Exercise prompt:
Give again the line that contains "Point out the blue" and every line after it to the end of the records. Keep them exactly as they are and add nothing.

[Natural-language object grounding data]

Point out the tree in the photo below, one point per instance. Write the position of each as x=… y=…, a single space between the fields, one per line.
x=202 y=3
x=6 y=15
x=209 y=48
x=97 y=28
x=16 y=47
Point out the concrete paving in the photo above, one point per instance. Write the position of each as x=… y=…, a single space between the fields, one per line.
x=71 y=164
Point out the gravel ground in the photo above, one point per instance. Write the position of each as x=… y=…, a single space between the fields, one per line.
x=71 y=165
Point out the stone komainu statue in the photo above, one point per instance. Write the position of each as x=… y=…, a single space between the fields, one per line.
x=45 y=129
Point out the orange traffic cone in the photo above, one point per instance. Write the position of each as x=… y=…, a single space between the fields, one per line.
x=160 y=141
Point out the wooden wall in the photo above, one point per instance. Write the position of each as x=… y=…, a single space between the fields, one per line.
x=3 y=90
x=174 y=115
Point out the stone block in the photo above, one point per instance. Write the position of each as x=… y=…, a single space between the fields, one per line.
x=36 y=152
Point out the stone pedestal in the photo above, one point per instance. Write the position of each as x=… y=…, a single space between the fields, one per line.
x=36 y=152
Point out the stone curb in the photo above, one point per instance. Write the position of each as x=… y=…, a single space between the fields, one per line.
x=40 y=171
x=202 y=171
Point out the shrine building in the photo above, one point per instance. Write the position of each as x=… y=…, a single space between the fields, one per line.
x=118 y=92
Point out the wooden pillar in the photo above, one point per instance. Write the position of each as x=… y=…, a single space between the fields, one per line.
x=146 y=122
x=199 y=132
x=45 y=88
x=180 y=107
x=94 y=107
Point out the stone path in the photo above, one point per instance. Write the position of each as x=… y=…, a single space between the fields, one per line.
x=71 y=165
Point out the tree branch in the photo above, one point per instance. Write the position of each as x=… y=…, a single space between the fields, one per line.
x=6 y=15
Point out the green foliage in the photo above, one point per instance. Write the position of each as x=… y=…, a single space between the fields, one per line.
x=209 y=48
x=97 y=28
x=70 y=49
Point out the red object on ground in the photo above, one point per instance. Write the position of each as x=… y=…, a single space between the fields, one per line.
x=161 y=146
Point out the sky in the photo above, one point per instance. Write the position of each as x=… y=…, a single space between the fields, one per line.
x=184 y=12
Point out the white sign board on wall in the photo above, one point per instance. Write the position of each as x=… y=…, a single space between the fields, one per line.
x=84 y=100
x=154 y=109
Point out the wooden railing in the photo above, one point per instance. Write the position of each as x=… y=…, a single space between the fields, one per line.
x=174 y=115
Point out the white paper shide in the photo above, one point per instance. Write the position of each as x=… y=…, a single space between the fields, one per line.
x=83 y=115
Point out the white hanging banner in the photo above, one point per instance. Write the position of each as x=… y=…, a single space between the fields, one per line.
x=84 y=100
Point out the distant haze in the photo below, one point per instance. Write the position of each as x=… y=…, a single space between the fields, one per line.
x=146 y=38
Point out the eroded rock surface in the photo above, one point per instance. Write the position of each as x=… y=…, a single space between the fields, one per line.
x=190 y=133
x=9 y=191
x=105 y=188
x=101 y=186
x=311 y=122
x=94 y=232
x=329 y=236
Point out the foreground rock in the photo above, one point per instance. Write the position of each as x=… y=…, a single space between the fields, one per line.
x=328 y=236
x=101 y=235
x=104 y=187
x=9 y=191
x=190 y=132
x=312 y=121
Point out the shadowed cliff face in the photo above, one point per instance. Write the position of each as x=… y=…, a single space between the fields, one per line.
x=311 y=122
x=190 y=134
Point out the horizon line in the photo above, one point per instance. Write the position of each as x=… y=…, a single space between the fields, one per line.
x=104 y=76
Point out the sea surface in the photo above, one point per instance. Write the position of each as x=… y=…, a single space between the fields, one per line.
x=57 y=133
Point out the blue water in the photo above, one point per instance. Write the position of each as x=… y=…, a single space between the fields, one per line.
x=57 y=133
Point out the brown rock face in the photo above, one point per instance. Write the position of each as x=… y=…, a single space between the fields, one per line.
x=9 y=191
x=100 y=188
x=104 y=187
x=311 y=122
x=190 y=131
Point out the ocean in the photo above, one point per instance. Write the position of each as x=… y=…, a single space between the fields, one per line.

Task response:
Point out the blue water in the photo above, one point per instance. Write the position of each as x=… y=…, a single space between the fields, one per line.
x=57 y=133
Point out the brown rock face in the photo above, one point per instance. Write the position of each as x=… y=…, a single space between the fields, one per line.
x=9 y=191
x=100 y=188
x=104 y=187
x=311 y=122
x=190 y=131
Point out the ocean in the photo above, one point per instance. Write the position of each as x=… y=…, a single space between the fields, one per line.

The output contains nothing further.